- **EXERCISE DESCRIPTION**
Rewrite the part of the Mnemonic review that opens with the words "Sometimes the abstract" and ends with "something else entirely.", swapping "boggy" for "sluggish".

- **PASSAGE**

+-------+

Mnemonic review: Complicité smash is back after 25 years
Mnemonic | National Theatre
Mnemonic, a play about the strange, imaginative act of remembering, is given an extra extra-textual layer in this 25 year revival, as much a rumination on the original as it is a restaging.
A production by legendary theatre company Complicité, it’s a thick tangle of overlapping stories, as densely packed as neurons. There is a man grieving a lover who disappeared one night; a woman searching for a father she has never met; a (real-life) 5,000-year-old corpse pulled from the ice; a chipper Greek taxi driver with a story to tell. All are loosely related because, as the play’s Ted Talk-style opening tells us, we’re all related, all connected, through genetics and through memories.
This shared connection is stressed through some audience participation – as the play begins you’re asked to don a blindfold and clutch a leaf while you imagine the generations of your family queueing up behind you, back through history.
What follows is a surreal dreamscape, with the action jolting across time and space, sometimes glitching back and forth on a single moment like someone trying desperately to recall a long-forgotten episode from their past.
It’s a visual feast, with projections shifting the hue of the stage, furniture gliding around of its own volition, and props transforming into intricate puppets. One particularly impressive scene sees a character speak on the phone while person on the other side of the conversation is beamed onto his bare chest.
Narratively, it’s all very thinky but there’s also razor-sharp satire woven throughout, touching on everything from the war in Ukraine to Brexit and the original play (“I thought I was going to see something avant-garde,” says one character as he leaves the real National Theatre and enters the play’s fictional world).
Sometimes the abstract nature of the production, the sheer density of its ideas, make it feel a little boggy – just as you connect with one character, one thread, you’re yanked towards something else entirely.
But once you learn to let the play wash over you, to feel it rather than try to understand it, there is gold here, especially as it builds to a kinetic climax that encompasses the kind of contemporary dance and outre staging that put Complicité on the map more than 40 years ago. While Mnemonic doesn’t quite reach the heights of Complicité’s best work – for my money the superlative The Master and Margarita still tops the bunch – it remains a work of breathtaking ambition and shrewd execution. It’s a flawed masterpiece, perhaps, but a masterpiece nonetheless.

+-------+

- **DATASET RECORDS**
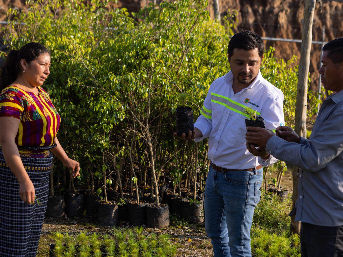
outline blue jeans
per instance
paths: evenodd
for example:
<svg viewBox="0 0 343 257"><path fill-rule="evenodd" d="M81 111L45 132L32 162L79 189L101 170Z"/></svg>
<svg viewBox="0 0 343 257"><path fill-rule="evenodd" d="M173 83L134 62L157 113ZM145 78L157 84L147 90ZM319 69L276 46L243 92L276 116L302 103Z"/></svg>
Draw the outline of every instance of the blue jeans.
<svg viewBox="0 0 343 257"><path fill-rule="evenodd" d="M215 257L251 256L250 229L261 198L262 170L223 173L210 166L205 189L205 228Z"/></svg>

+-------+

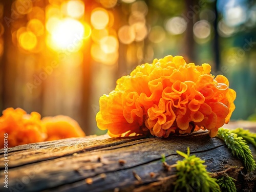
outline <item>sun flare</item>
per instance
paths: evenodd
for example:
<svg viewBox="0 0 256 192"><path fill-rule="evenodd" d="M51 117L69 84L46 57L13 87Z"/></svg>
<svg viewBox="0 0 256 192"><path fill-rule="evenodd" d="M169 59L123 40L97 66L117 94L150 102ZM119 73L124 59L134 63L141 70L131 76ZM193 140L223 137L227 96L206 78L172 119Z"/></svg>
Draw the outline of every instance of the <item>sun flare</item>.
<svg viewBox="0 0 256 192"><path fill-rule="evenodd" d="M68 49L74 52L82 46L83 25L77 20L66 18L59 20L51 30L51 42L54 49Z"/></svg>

+-------+

- **RESPONSE TO THE EXERCISE**
Sometimes the abstract nature of the production, the sheer density of its ideas, make it feel a little sluggish – just as you connect with one character, one thread, you’re yanked towards something else entirely.